[Task objective]
For every line in the records below that holds "boundary", make a copy.

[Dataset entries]

┌──

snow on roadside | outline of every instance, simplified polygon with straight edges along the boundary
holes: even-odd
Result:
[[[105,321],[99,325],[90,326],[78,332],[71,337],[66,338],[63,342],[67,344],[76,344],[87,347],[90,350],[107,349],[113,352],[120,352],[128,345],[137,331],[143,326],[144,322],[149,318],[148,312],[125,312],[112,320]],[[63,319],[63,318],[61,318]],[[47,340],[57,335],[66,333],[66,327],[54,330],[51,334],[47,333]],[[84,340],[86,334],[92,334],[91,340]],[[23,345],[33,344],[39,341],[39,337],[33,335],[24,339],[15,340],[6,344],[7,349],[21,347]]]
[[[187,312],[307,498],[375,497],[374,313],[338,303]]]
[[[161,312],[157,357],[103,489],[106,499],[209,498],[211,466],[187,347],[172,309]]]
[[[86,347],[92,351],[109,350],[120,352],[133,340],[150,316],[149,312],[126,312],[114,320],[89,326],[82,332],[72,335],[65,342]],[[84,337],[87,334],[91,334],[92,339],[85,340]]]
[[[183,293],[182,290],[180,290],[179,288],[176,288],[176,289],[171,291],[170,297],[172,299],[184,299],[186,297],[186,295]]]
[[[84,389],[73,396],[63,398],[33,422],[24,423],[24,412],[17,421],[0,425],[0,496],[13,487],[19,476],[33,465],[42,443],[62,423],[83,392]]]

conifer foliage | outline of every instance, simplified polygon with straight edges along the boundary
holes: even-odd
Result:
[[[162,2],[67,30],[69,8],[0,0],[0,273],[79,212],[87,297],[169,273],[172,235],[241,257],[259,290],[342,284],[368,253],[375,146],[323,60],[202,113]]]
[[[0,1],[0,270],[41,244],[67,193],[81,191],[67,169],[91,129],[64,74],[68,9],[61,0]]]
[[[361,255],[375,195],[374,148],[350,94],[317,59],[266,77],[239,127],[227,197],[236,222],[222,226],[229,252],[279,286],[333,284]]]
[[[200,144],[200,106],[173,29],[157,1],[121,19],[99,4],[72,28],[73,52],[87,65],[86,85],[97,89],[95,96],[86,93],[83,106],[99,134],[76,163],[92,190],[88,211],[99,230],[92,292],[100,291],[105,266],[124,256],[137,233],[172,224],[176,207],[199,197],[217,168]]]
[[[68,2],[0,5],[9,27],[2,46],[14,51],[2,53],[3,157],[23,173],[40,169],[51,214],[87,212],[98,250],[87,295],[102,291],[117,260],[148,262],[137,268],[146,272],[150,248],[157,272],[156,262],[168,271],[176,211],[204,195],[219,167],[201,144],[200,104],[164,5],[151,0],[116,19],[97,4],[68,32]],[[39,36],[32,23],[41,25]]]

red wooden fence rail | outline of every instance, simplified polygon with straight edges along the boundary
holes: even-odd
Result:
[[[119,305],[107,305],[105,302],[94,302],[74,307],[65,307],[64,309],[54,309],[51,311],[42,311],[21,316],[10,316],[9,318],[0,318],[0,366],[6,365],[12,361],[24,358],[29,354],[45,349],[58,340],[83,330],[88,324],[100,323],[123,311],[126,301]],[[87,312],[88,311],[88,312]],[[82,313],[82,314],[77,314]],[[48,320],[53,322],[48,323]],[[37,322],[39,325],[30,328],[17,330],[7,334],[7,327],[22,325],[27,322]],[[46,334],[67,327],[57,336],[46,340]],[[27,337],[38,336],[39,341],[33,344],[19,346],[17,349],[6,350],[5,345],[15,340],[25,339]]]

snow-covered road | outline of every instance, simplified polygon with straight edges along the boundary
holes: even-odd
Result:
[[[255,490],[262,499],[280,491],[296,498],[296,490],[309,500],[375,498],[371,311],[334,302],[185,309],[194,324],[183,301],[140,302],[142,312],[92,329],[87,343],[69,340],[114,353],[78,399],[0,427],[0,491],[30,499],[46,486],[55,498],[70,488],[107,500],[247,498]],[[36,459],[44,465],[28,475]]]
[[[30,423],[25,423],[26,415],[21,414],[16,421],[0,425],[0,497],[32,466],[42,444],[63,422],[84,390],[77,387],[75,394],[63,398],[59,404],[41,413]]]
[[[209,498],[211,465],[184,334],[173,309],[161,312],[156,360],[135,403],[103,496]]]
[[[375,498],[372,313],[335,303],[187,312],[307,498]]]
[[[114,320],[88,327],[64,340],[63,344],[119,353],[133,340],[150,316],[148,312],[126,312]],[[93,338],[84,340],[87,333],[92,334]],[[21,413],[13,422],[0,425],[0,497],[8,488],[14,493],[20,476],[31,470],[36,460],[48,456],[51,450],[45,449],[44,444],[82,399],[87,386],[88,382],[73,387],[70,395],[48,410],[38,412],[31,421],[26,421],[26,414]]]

└──

[Written reply]
snow on roadside | outline of every instance, simplified polygon with straight edges along the boundary
conifer foliage | outline of every instance, simplified polygon with straight edges along the boundary
red wooden fence rail | outline of every instance, simplified polygon with straight edges along the boundary
snow-covered road | outline of every instance, simplified polygon with straight edges along the boundary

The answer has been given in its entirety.